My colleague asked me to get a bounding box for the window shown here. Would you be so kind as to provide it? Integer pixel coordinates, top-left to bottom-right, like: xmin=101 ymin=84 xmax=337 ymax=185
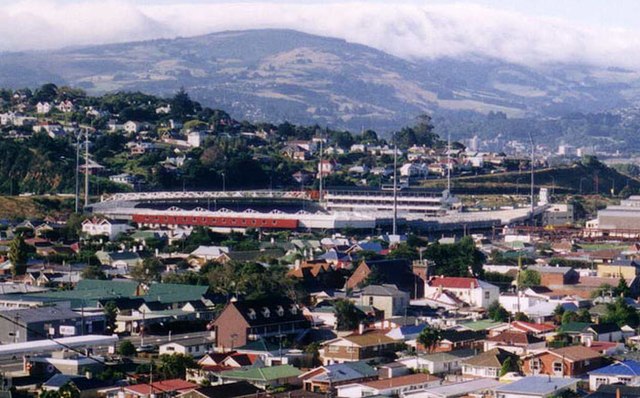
xmin=553 ymin=362 xmax=563 ymax=373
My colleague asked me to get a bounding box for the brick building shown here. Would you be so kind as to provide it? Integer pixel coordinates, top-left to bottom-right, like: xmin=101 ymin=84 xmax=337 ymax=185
xmin=212 ymin=299 xmax=309 ymax=349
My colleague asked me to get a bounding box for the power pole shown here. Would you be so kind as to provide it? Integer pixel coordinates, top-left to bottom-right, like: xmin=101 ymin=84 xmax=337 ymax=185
xmin=529 ymin=132 xmax=536 ymax=227
xmin=76 ymin=134 xmax=80 ymax=213
xmin=392 ymin=132 xmax=398 ymax=235
xmin=447 ymin=132 xmax=451 ymax=195
xmin=84 ymin=129 xmax=89 ymax=207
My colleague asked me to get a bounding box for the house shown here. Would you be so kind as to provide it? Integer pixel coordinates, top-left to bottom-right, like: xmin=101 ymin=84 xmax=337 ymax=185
xmin=82 ymin=217 xmax=133 ymax=240
xmin=218 ymin=365 xmax=302 ymax=389
xmin=360 ymin=284 xmax=409 ymax=318
xmin=398 ymin=350 xmax=478 ymax=375
xmin=109 ymin=173 xmax=138 ymax=187
xmin=510 ymin=321 xmax=556 ymax=338
xmin=159 ymin=338 xmax=213 ymax=358
xmin=527 ymin=266 xmax=580 ymax=287
xmin=597 ymin=256 xmax=640 ymax=280
xmin=96 ymin=250 xmax=142 ymax=269
xmin=495 ymin=376 xmax=579 ymax=398
xmin=187 ymin=131 xmax=207 ymax=148
xmin=586 ymin=384 xmax=640 ymax=398
xmin=42 ymin=374 xmax=113 ymax=398
xmin=0 ymin=306 xmax=106 ymax=344
xmin=462 ymin=348 xmax=520 ymax=379
xmin=582 ymin=323 xmax=624 ymax=344
xmin=484 ymin=330 xmax=547 ymax=355
xmin=424 ymin=276 xmax=500 ymax=308
xmin=336 ymin=373 xmax=442 ymax=398
xmin=122 ymin=379 xmax=198 ymax=398
xmin=189 ymin=245 xmax=229 ymax=263
xmin=122 ymin=120 xmax=142 ymax=134
xmin=589 ymin=359 xmax=640 ymax=391
xmin=319 ymin=332 xmax=398 ymax=365
xmin=522 ymin=346 xmax=604 ymax=377
xmin=345 ymin=259 xmax=419 ymax=297
xmin=178 ymin=381 xmax=262 ymax=398
xmin=36 ymin=102 xmax=51 ymax=114
xmin=433 ymin=329 xmax=486 ymax=352
xmin=299 ymin=361 xmax=378 ymax=394
xmin=211 ymin=299 xmax=309 ymax=349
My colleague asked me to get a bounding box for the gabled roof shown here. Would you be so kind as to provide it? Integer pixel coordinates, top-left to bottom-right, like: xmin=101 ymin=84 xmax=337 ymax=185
xmin=587 ymin=323 xmax=620 ymax=334
xmin=224 ymin=298 xmax=306 ymax=326
xmin=589 ymin=359 xmax=640 ymax=377
xmin=299 ymin=361 xmax=378 ymax=383
xmin=440 ymin=330 xmax=486 ymax=343
xmin=547 ymin=345 xmax=602 ymax=362
xmin=463 ymin=348 xmax=519 ymax=368
xmin=220 ymin=365 xmax=302 ymax=382
xmin=185 ymin=381 xmax=262 ymax=398
xmin=487 ymin=330 xmax=544 ymax=346
xmin=495 ymin=376 xmax=579 ymax=397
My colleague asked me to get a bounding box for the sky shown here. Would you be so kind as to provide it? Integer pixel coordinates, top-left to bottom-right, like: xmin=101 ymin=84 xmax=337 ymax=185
xmin=0 ymin=0 xmax=640 ymax=70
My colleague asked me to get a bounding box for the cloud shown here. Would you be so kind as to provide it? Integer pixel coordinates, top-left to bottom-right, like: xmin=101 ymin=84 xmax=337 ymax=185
xmin=0 ymin=0 xmax=640 ymax=69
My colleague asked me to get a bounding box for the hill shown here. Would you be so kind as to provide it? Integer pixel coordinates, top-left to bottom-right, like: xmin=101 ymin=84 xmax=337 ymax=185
xmin=0 ymin=30 xmax=640 ymax=131
xmin=424 ymin=161 xmax=640 ymax=197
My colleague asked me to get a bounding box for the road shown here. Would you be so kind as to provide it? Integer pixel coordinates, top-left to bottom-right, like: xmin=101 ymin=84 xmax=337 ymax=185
xmin=120 ymin=331 xmax=211 ymax=347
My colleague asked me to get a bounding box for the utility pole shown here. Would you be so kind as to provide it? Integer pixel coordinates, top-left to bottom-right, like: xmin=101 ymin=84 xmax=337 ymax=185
xmin=529 ymin=132 xmax=536 ymax=227
xmin=318 ymin=136 xmax=324 ymax=204
xmin=447 ymin=132 xmax=451 ymax=195
xmin=76 ymin=134 xmax=80 ymax=213
xmin=84 ymin=129 xmax=89 ymax=207
xmin=392 ymin=132 xmax=398 ymax=235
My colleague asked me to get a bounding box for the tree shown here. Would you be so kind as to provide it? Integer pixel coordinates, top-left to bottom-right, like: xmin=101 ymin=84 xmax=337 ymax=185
xmin=602 ymin=297 xmax=640 ymax=328
xmin=102 ymin=301 xmax=118 ymax=333
xmin=500 ymin=356 xmax=520 ymax=377
xmin=424 ymin=236 xmax=485 ymax=276
xmin=9 ymin=234 xmax=29 ymax=276
xmin=518 ymin=269 xmax=541 ymax=287
xmin=158 ymin=354 xmax=198 ymax=380
xmin=487 ymin=300 xmax=509 ymax=322
xmin=118 ymin=340 xmax=136 ymax=357
xmin=80 ymin=265 xmax=107 ymax=280
xmin=417 ymin=327 xmax=442 ymax=352
xmin=613 ymin=278 xmax=631 ymax=297
xmin=131 ymin=257 xmax=164 ymax=283
xmin=334 ymin=299 xmax=365 ymax=330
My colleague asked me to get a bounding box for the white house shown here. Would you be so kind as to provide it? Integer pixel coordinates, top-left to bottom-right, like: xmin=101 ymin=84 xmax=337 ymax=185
--------------------------------
Reproduce the entire listing, replacing "colleague" with "supervisor" wherever it occurs and changing nothing else. Leave out the pictures.

My supervisor asked me to get a bounding box for the window shown here. Would you be so kind as to provide it? Integer pixel coordinates, top-left to bottom-right, like: xmin=101 ymin=84 xmax=337 ymax=185
xmin=553 ymin=362 xmax=563 ymax=373
My supervisor asked me to get a bounding box for the brick building shown here. Would you be so kind as to provide it? Integer pixel coordinates, top-left to bottom-right, like: xmin=101 ymin=84 xmax=337 ymax=185
xmin=212 ymin=299 xmax=309 ymax=349
My supervisor asked me to get a bounding box for the power pole shown here. Would you be so kind as to provide it? Integer pixel coordinates, top-left to bottom-right, like: xmin=101 ymin=84 xmax=337 ymax=185
xmin=529 ymin=132 xmax=536 ymax=227
xmin=76 ymin=134 xmax=80 ymax=213
xmin=392 ymin=132 xmax=398 ymax=235
xmin=447 ymin=132 xmax=451 ymax=195
xmin=84 ymin=129 xmax=89 ymax=207
My supervisor asked me to get a bounding box for the house shown here. Would you be so kind as to provide it? Integer pixel coordinates, top-left to bottom-right, like: xmin=101 ymin=84 xmax=337 ymax=185
xmin=82 ymin=217 xmax=133 ymax=240
xmin=218 ymin=365 xmax=302 ymax=389
xmin=360 ymin=284 xmax=409 ymax=318
xmin=398 ymin=350 xmax=478 ymax=375
xmin=109 ymin=173 xmax=138 ymax=187
xmin=510 ymin=321 xmax=556 ymax=338
xmin=159 ymin=338 xmax=213 ymax=358
xmin=527 ymin=266 xmax=580 ymax=287
xmin=597 ymin=256 xmax=640 ymax=280
xmin=96 ymin=250 xmax=142 ymax=269
xmin=495 ymin=376 xmax=579 ymax=398
xmin=187 ymin=131 xmax=207 ymax=148
xmin=586 ymin=384 xmax=640 ymax=398
xmin=42 ymin=374 xmax=113 ymax=398
xmin=0 ymin=306 xmax=106 ymax=344
xmin=462 ymin=348 xmax=520 ymax=379
xmin=582 ymin=323 xmax=624 ymax=344
xmin=484 ymin=330 xmax=547 ymax=355
xmin=424 ymin=276 xmax=500 ymax=308
xmin=336 ymin=373 xmax=442 ymax=398
xmin=122 ymin=379 xmax=198 ymax=398
xmin=189 ymin=245 xmax=229 ymax=263
xmin=122 ymin=120 xmax=142 ymax=134
xmin=589 ymin=359 xmax=640 ymax=391
xmin=319 ymin=332 xmax=398 ymax=365
xmin=522 ymin=346 xmax=604 ymax=377
xmin=345 ymin=259 xmax=419 ymax=297
xmin=178 ymin=381 xmax=262 ymax=398
xmin=36 ymin=102 xmax=51 ymax=114
xmin=433 ymin=329 xmax=486 ymax=352
xmin=299 ymin=361 xmax=378 ymax=394
xmin=211 ymin=299 xmax=309 ymax=349
My supervisor asked me to get a bounding box for the gabled roof shown here. Would you be so kind as to provide it? Integer pixel coordinates, top-left to bottom-right, like: xmin=101 ymin=84 xmax=337 ymax=185
xmin=587 ymin=323 xmax=620 ymax=334
xmin=224 ymin=298 xmax=306 ymax=326
xmin=589 ymin=359 xmax=640 ymax=377
xmin=299 ymin=361 xmax=378 ymax=383
xmin=440 ymin=330 xmax=486 ymax=343
xmin=547 ymin=345 xmax=602 ymax=362
xmin=463 ymin=348 xmax=519 ymax=368
xmin=220 ymin=365 xmax=302 ymax=382
xmin=185 ymin=381 xmax=262 ymax=398
xmin=487 ymin=330 xmax=544 ymax=346
xmin=495 ymin=376 xmax=579 ymax=397
My supervisor asked me to get a bounding box for the sky shown here. Would you be so kind as to provide it? Integer pixel coordinates, top-left to bottom-right, like: xmin=101 ymin=84 xmax=337 ymax=185
xmin=0 ymin=0 xmax=640 ymax=70
My supervisor asked me to get a bounding box for the cloud shown here. Would you be so kind as to provide it? Integer pixel coordinates, top-left to bottom-right, like: xmin=101 ymin=84 xmax=337 ymax=185
xmin=0 ymin=0 xmax=640 ymax=69
My supervisor asked me to get a bounding box for the hill shown here. Would you be so kind as to provide it? Integer pixel coordinates, top-left to bottom-right, like: xmin=101 ymin=84 xmax=337 ymax=185
xmin=0 ymin=30 xmax=640 ymax=131
xmin=424 ymin=161 xmax=640 ymax=197
My supervisor asked me to get a bounding box for the road shown here. Would you be so kind as to provide it? Integer pixel coordinates, top-left to bottom-right, like: xmin=101 ymin=84 xmax=337 ymax=185
xmin=120 ymin=331 xmax=211 ymax=347
My supervisor asked me to get a bounding box for the utility pole shown here. Would you be so kind as to provide it? Integer pixel coordinates, top-left to bottom-right, like: xmin=101 ymin=84 xmax=337 ymax=185
xmin=529 ymin=132 xmax=536 ymax=227
xmin=318 ymin=136 xmax=324 ymax=204
xmin=447 ymin=132 xmax=451 ymax=195
xmin=76 ymin=134 xmax=80 ymax=213
xmin=84 ymin=129 xmax=89 ymax=207
xmin=392 ymin=132 xmax=398 ymax=235
My supervisor asked me to get a bounding box for the tree shown here. Would you be so kind as to provide it? Integer pixel coordinates, top-left to bottom-right, like: xmin=101 ymin=84 xmax=337 ymax=185
xmin=602 ymin=297 xmax=640 ymax=328
xmin=102 ymin=301 xmax=118 ymax=333
xmin=500 ymin=356 xmax=520 ymax=377
xmin=424 ymin=236 xmax=485 ymax=276
xmin=9 ymin=234 xmax=29 ymax=276
xmin=518 ymin=269 xmax=541 ymax=287
xmin=158 ymin=354 xmax=198 ymax=380
xmin=487 ymin=300 xmax=509 ymax=322
xmin=118 ymin=340 xmax=136 ymax=357
xmin=80 ymin=265 xmax=107 ymax=280
xmin=417 ymin=327 xmax=442 ymax=352
xmin=613 ymin=278 xmax=631 ymax=297
xmin=131 ymin=257 xmax=164 ymax=283
xmin=334 ymin=299 xmax=365 ymax=330
My supervisor asked me to get a bounding box for the white house shown here. Would you be so kind as to provide it? Integer pixel coordinates, top-left to bottom-right, like: xmin=101 ymin=84 xmax=337 ymax=185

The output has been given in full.